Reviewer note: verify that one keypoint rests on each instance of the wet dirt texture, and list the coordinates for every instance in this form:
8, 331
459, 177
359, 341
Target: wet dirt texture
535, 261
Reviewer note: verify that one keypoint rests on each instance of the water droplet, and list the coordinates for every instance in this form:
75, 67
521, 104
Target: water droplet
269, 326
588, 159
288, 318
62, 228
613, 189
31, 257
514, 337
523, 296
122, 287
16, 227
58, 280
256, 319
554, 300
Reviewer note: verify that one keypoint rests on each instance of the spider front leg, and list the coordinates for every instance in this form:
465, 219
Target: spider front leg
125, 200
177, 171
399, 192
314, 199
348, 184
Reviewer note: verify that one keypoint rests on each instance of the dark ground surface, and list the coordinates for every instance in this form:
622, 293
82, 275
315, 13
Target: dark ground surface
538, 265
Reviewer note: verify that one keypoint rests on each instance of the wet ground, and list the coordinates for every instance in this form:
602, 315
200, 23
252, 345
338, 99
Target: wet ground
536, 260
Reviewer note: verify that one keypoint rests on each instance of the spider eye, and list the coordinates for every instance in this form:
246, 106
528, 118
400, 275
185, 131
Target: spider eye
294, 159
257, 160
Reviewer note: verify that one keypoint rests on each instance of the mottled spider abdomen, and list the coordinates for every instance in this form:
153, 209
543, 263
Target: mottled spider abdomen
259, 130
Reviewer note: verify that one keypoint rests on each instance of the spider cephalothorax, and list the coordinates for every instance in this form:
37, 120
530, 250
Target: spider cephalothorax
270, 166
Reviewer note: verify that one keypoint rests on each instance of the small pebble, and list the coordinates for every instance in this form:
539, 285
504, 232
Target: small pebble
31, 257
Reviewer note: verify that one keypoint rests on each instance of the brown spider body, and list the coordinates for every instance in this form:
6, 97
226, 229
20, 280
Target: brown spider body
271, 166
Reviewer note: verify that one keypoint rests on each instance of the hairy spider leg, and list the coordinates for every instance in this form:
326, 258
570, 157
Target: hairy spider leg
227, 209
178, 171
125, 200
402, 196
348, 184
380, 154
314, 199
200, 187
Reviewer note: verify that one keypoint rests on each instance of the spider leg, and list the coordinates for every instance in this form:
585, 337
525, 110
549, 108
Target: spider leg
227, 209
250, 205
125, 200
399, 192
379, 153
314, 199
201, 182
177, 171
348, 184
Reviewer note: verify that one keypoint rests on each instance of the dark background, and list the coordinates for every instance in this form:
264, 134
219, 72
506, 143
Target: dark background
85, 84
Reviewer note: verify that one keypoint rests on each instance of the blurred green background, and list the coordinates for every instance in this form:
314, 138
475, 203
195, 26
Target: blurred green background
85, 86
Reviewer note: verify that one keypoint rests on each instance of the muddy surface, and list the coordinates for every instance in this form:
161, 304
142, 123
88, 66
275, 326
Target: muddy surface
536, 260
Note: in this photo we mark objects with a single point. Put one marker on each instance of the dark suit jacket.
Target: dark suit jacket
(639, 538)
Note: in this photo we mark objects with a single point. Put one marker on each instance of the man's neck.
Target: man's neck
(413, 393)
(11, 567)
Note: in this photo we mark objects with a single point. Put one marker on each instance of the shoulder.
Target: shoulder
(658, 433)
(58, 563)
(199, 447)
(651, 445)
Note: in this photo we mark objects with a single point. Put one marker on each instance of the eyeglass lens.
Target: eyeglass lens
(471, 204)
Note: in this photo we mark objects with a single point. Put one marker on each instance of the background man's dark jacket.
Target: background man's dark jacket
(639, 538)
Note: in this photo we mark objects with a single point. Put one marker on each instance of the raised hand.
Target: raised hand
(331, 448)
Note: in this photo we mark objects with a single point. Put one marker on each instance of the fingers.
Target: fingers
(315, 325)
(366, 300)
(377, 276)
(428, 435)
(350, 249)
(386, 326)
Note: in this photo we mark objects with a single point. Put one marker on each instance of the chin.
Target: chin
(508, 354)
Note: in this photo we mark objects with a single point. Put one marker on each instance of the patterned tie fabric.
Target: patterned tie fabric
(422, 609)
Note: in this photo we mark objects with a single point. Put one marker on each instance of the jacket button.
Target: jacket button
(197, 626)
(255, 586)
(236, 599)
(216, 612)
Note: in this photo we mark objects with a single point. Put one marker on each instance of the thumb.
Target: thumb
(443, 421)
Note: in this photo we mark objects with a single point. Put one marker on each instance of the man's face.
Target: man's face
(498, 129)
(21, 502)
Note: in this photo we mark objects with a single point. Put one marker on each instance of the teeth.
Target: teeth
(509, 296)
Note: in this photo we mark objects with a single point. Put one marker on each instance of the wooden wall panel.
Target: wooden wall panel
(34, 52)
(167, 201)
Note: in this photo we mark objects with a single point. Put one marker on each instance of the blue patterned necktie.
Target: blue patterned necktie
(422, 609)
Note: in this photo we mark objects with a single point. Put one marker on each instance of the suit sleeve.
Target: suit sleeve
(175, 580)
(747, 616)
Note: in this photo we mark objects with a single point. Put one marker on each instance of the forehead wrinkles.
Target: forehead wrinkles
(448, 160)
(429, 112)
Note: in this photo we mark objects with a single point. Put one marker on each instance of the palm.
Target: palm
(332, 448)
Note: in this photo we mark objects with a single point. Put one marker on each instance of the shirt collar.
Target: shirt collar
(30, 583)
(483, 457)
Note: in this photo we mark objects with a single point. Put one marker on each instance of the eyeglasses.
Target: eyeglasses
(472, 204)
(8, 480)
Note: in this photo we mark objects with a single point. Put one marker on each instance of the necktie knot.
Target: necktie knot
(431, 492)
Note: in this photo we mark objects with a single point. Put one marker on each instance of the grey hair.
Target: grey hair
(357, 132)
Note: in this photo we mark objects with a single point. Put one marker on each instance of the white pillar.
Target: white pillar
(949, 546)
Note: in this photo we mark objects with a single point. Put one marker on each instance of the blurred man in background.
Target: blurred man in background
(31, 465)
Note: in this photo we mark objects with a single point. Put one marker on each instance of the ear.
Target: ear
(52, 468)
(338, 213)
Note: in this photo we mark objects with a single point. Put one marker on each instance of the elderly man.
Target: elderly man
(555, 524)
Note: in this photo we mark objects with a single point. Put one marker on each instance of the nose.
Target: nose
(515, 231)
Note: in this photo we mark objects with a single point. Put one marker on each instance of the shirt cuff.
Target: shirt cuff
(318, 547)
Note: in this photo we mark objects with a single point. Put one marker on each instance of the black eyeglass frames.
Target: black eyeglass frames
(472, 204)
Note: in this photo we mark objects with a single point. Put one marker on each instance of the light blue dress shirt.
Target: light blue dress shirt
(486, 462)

========================

Instructions to follow => Duplicate each of the records above line for line, without altering a single character.

Worked solution =>
Reviewer note: verify that one keypoint rests on each instance of the wet dirt texture, and list the coordinates for every instance in this form:
8, 331
459, 177
359, 341
Target: wet dirt texture
535, 261
Reviewer note: verify that one keypoint rests on each instance of the water droplet, and list the coordinates for every instance in this form:
75, 67
521, 104
Target: water droplet
269, 326
588, 159
288, 318
62, 228
613, 189
31, 257
514, 337
523, 296
122, 287
16, 227
58, 280
256, 319
554, 300
Reviewer note: verify that one keypoint rests on each instance of the spider front leg, and list the coordinates for every instance in this form:
465, 219
Target: spider front leg
125, 200
177, 171
399, 192
314, 199
348, 184
Reviewer note: verify that one keypoint rests on each instance of the dark ground surface, and list the coordinates for every instance in this form:
622, 293
82, 275
315, 13
Target: dark ground surface
538, 265
Reviewer note: verify that one keypoint rests on each instance of the wet ground, and list the coordinates for every instance in this form:
602, 315
200, 23
252, 345
338, 99
Target: wet ground
536, 260
Reviewer note: verify that one keypoint rests on each instance of the spider eye, and list the coordinates for every instance in this form:
246, 106
528, 118
400, 275
185, 131
Target: spider eye
294, 159
257, 160
Reviewer note: verify that one keypoint rests on each instance of the mottled spider abdomen, and list the coordinates for every instance in this form:
153, 209
543, 263
Target: mottled spider abdomen
259, 130
Reviewer note: verify that one keypoint rests on each instance of the spider cephalothorax, and list the coordinates for every instance in this form:
37, 120
530, 250
Target: spider cephalothorax
270, 166
Reviewer note: verify that one keypoint rests on each instance of the small pebble, and list the coordinates for every instance in this form:
539, 285
504, 232
Target: small pebble
31, 257
Reviewer note: verify that one keypoint rests on each instance of the brown spider body, and list the coordinates for every instance in this form:
6, 97
226, 229
20, 280
Target: brown spider body
271, 166
Reviewer note: verify that one keypoint rests on each instance of the hairy spider leg, and list the coordinates for every instance in this form:
326, 258
570, 157
Target: hairy spider leg
227, 209
178, 171
125, 200
402, 196
348, 184
380, 154
314, 199
200, 187
Reviewer note: verify that one keypoint rests on each instance of the spider leg, and list the coordinates for every instance in this form:
585, 337
525, 110
549, 108
Target: spider leg
227, 209
250, 205
125, 200
399, 192
379, 153
314, 199
201, 182
177, 171
348, 184
Reviewer note: verify that one keypoint rests on each instance of the dark background, and list the coordinates for every instance in this form:
264, 134
219, 72
506, 143
Target: dark background
85, 84
Reviewer note: verify that one keypoint rests on each instance of the blurred green background, and list the coordinates for every instance in this form:
314, 138
475, 203
195, 26
Target: blurred green background
85, 86
Reviewer note: verify that one keypoint rests on each instance of the muddy surface, and list the coordinates for every instance in this form:
161, 304
142, 123
88, 66
275, 326
Target: muddy surface
536, 260
Note: in this photo we mark objects with a single point. Put one marker on each instance of the dark suit jacket.
Target: dark suit jacket
(639, 538)
Note: in this photo we mark objects with a single point. Put one marker on each instance of the man's neck.
Target: man's neck
(413, 393)
(11, 567)
Note: in this photo we mark objects with a single point. Put one marker on each instance of the shoulder.
Target: shoulder
(658, 433)
(58, 563)
(199, 447)
(651, 445)
Note: in this photo we mark objects with a single point. Put one marker on each instance of the eyeglass lens.
Target: eyeglass lens
(471, 204)
Note: in this photo we mark objects with a single point. Put one marker on each instance of the background man's dark jacket.
Target: background man's dark jacket
(639, 538)
Note: in this photo we mark objects with a single point. Put one marker on each instance of the raised hand.
Target: raised hand
(331, 448)
Note: in this photo we mark objects with a single point. Put one marker on each instance of the fingers.
Target: fingers
(315, 325)
(366, 300)
(377, 276)
(428, 435)
(350, 249)
(386, 326)
Note: in this photo we mark objects with a single point. Put one marker on each instance of the chin.
Target: chin
(508, 354)
Note: in this photo we mark objects with a single point. Put one marker on each instance of the patterned tie fabric.
Target: patterned tie fabric
(422, 609)
Note: in this photo we mark objects with a single point. Put one marker on each instance of the jacket button.
Target: jacket button
(197, 626)
(255, 586)
(236, 599)
(216, 612)
Note: in this photo we mark objects with a single point. Put one marker on each instance of the thumb.
Target: thumb
(443, 421)
Note: in this photo we mark objects with a single point. Put one marker on each instance of the man's face.
Target: man's face
(498, 129)
(21, 502)
Note: in this photo we mark objects with a single point. Put one marker on each instance of the teeth.
Target: teeth
(509, 296)
Note: in this photo we mark objects with a single point. Put one marker on each instance of the wooden wall panel.
Target: wooden wall panel
(34, 52)
(167, 201)
Note: in this photo we mark objects with a single point. Put one marker on each instance of the blue patterned necktie.
Target: blue patterned necktie
(422, 609)
Note: in this photo we mark objects with a single point. Put one marker on each instance of the suit sleeve.
Target: suit sleeve
(175, 580)
(747, 616)
Note: in this photo we mark objects with a single point. Put one marker on each instance of the forehead wrinkles.
Target: forehead wrinkles
(448, 160)
(429, 112)
Note: in this photo we mark objects with a single point. Put one marker on each instance of the palm.
Target: palm
(332, 448)
Note: in this photo we mark objects with a single point. Put one marker on each instance of the shirt collar.
Target: shirt collar
(30, 583)
(483, 457)
Note: in this photo we mark objects with a single point. Put one marker on each instance of the eyeglasses.
Target: eyeglasses
(472, 204)
(8, 480)
Note: in this photo we mark objects with a single point. Put one marker on each instance of the necktie knot.
Target: necktie knot
(431, 492)
Note: in this photo we mark objects with a single point. Put one marker on each instance of the grey hair.
Target: grey hair
(357, 132)
Note: in this photo we mark objects with a single point. Put one marker on each instance of the white pillar.
Target: white pillar
(949, 546)
Note: in this photo we mark objects with a single point. Put one marker on each instance of the blurred man in background.
Target: blurred man in background
(31, 465)
Note: in this photo we mark objects with a single point. Put one marker on each instance of the ear.
Target: ear
(52, 468)
(338, 213)
Note: in this photo we mark objects with a single point. Put one marker on each instance of the elderly man.
Target: elderly man
(555, 524)
Note: in this photo we mark objects with a single point. Put one marker on each instance of the nose.
Target: nose
(515, 231)
Note: in this photo we mark objects with a single point. Put one marker on each instance of the shirt cuff.
Target: shirt cuff
(318, 547)
Note: in this photo we mark objects with a single point. Put one marker on each instance of the black eyeglass frames.
Target: black eyeglass frames
(472, 204)
Note: in this photo we mark objects with a single point. Put one marker on each instance of the light blue dress shirt.
Target: light blue dress shirt
(486, 462)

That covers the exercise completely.